Begin Material for this exercise

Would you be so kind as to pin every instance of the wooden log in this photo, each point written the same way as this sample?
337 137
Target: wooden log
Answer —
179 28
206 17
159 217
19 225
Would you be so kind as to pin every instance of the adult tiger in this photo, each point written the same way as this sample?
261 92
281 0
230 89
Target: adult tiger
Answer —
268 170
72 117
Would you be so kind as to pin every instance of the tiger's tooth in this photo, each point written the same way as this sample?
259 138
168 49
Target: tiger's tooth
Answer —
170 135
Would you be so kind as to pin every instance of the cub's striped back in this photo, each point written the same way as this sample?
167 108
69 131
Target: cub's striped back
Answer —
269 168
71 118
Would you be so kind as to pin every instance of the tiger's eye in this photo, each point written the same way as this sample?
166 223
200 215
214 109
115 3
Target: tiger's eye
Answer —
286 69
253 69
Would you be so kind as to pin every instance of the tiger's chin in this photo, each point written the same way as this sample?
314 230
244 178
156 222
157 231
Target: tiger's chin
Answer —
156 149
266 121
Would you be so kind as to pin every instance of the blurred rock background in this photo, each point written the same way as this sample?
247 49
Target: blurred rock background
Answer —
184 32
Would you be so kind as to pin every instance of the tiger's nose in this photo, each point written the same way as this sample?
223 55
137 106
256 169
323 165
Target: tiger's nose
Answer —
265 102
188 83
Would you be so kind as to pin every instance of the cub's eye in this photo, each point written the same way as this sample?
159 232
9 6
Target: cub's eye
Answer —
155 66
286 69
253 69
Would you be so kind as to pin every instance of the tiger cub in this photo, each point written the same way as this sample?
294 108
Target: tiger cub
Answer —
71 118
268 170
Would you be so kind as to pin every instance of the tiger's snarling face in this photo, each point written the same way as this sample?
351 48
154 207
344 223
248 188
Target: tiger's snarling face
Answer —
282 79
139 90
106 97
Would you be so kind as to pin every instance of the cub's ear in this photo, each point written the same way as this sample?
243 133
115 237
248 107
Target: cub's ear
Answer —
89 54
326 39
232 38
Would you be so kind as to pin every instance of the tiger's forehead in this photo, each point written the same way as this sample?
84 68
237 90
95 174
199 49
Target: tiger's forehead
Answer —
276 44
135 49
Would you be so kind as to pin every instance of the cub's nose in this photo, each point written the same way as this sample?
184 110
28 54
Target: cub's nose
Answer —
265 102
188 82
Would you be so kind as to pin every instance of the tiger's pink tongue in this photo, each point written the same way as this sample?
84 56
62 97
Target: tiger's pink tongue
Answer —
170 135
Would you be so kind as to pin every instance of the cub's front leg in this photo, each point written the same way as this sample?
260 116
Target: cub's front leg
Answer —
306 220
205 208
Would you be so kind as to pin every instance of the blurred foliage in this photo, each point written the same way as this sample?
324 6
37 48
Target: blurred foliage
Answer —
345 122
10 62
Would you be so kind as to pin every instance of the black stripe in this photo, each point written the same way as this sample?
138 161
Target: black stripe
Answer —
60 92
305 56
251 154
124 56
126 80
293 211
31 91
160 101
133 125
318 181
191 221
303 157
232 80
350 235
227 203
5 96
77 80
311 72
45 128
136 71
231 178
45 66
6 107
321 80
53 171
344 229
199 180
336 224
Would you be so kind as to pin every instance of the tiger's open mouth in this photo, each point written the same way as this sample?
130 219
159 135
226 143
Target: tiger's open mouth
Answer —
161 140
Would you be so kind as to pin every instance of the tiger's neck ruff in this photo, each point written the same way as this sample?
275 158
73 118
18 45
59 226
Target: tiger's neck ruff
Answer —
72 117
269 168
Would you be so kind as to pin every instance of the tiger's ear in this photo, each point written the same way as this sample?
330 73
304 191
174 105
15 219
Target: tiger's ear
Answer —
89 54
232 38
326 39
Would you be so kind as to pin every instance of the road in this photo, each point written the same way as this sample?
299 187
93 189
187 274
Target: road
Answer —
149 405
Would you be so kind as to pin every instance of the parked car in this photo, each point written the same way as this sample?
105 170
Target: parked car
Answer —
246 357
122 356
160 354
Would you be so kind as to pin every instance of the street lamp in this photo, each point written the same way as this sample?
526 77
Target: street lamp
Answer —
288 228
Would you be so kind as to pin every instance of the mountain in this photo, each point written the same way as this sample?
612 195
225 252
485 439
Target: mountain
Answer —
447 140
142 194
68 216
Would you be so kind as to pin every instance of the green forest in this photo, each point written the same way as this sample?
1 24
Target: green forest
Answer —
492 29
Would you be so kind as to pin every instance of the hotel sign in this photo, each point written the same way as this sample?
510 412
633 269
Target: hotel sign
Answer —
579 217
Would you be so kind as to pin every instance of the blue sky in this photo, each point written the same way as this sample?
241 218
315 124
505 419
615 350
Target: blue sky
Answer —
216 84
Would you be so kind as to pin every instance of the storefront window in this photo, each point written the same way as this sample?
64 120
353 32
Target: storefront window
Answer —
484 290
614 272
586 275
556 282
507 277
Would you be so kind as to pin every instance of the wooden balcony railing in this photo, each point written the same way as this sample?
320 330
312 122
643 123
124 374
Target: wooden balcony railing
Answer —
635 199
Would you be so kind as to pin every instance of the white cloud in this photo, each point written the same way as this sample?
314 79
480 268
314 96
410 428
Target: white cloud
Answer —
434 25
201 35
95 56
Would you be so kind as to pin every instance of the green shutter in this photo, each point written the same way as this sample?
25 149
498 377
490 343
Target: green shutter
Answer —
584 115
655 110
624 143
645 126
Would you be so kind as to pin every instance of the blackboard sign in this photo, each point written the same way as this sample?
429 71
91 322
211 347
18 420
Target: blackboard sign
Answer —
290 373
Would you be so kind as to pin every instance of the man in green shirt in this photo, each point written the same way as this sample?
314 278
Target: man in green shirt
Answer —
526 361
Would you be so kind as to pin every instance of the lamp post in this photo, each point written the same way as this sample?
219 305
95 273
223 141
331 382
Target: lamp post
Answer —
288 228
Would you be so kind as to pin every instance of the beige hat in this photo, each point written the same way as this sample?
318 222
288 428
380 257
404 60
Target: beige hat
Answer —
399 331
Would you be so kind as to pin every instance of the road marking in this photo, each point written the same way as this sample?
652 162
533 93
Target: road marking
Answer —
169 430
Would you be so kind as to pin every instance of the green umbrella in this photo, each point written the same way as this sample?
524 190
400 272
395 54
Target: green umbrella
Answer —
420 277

End Material for this exercise
Begin Material for this exercise

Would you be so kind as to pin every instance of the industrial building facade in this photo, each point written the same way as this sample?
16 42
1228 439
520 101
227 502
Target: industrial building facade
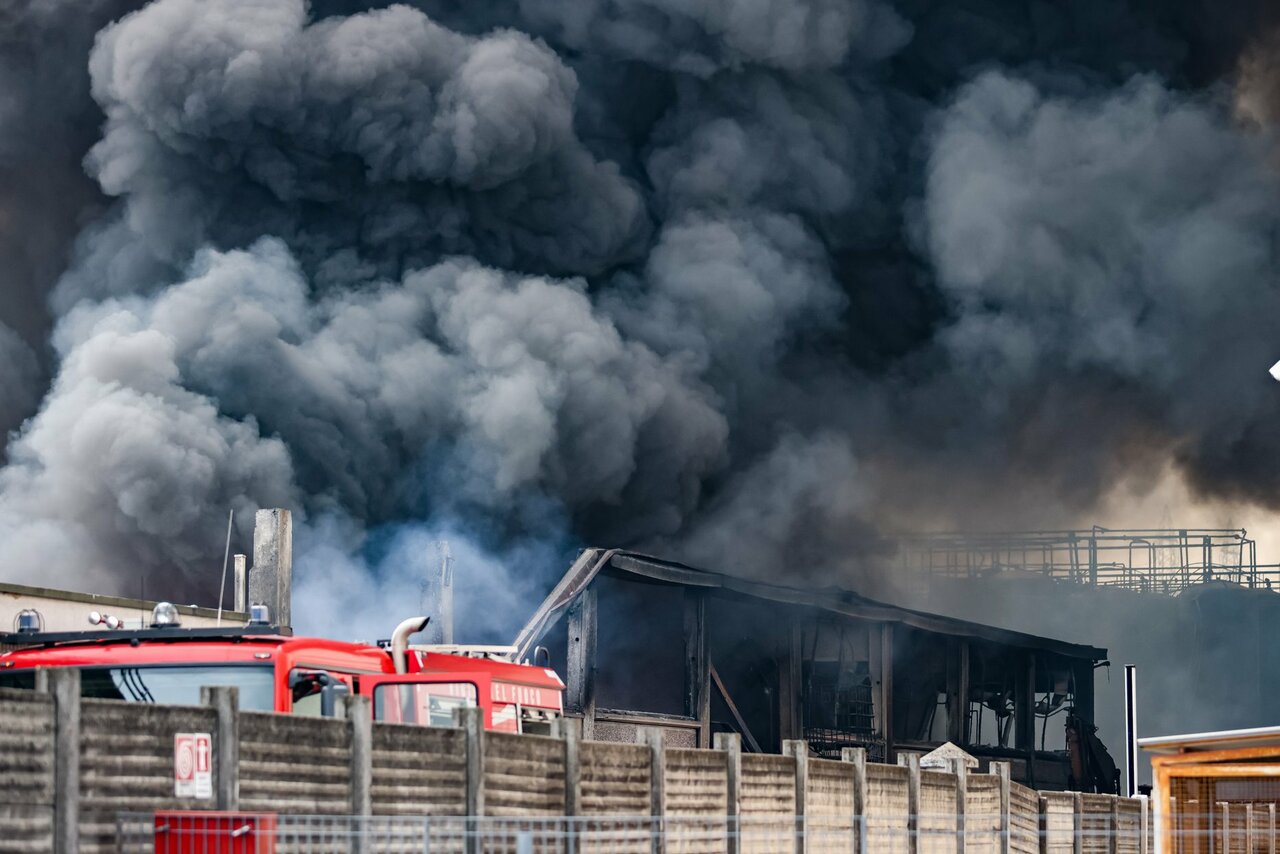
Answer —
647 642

End Material for this exercise

**Your goal:** Pull out every line of the records above that contains the string "neck", and copy each one unchanged.

**Answer to the problem:**
Would you be so kind as to pin every instance of the tiger's neck ruff in this photo, each point written the same way as this sample?
Target: tiger's neck ruff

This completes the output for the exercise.